# MATERIAL SUPPLIED
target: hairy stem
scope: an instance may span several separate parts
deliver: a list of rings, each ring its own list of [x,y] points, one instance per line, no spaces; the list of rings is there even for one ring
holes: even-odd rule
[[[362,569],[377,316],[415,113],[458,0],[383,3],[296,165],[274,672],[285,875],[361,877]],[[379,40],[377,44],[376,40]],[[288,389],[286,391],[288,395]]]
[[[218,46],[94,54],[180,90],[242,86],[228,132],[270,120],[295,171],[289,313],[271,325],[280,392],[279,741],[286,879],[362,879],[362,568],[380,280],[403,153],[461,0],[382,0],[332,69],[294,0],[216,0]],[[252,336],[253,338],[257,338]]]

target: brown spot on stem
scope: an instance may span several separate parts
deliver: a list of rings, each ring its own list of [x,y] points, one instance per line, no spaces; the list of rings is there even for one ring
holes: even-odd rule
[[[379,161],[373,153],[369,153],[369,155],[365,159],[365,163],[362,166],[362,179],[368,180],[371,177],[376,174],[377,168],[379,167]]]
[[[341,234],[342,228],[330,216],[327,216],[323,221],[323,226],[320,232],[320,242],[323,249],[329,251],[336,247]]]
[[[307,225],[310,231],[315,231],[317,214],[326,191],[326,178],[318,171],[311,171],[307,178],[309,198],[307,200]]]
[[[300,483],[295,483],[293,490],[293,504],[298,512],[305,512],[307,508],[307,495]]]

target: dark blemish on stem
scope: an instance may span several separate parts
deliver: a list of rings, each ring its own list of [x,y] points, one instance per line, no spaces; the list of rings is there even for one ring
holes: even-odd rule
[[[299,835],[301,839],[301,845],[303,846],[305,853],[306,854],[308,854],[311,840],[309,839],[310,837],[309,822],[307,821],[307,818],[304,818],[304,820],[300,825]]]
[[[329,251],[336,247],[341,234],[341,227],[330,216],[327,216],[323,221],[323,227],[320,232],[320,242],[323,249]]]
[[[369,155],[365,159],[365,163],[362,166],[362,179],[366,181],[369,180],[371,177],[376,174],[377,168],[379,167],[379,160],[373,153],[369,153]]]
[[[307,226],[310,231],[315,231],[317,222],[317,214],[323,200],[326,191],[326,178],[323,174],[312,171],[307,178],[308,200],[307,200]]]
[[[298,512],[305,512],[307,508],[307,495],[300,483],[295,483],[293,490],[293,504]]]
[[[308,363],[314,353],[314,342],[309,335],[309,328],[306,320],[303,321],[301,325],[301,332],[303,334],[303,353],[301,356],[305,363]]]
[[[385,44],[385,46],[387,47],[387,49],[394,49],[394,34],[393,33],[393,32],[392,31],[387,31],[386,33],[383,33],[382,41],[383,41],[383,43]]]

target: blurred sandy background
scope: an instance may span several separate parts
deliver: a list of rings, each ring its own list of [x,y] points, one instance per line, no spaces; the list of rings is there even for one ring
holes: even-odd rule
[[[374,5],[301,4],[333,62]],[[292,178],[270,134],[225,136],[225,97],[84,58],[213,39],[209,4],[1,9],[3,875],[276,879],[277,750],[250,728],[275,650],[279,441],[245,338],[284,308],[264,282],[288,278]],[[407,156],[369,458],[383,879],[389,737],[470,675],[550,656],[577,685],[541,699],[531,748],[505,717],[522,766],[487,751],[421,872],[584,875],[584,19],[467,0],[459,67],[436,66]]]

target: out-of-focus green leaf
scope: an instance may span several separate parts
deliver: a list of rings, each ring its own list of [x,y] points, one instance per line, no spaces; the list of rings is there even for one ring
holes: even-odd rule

# TASK BRIEF
Give back, exactly as written, the lines from the one with "target: out-of-focus green leaf" to the last line.

# FINISHED EXERCISE
target: out-of-focus green leaf
scope: an instance may span several separate parts
deliver: a list of rings, each ring its own list of [x,y] points, one instance per line, no spaces; the list of rings is there even for one ring
holes: even-odd rule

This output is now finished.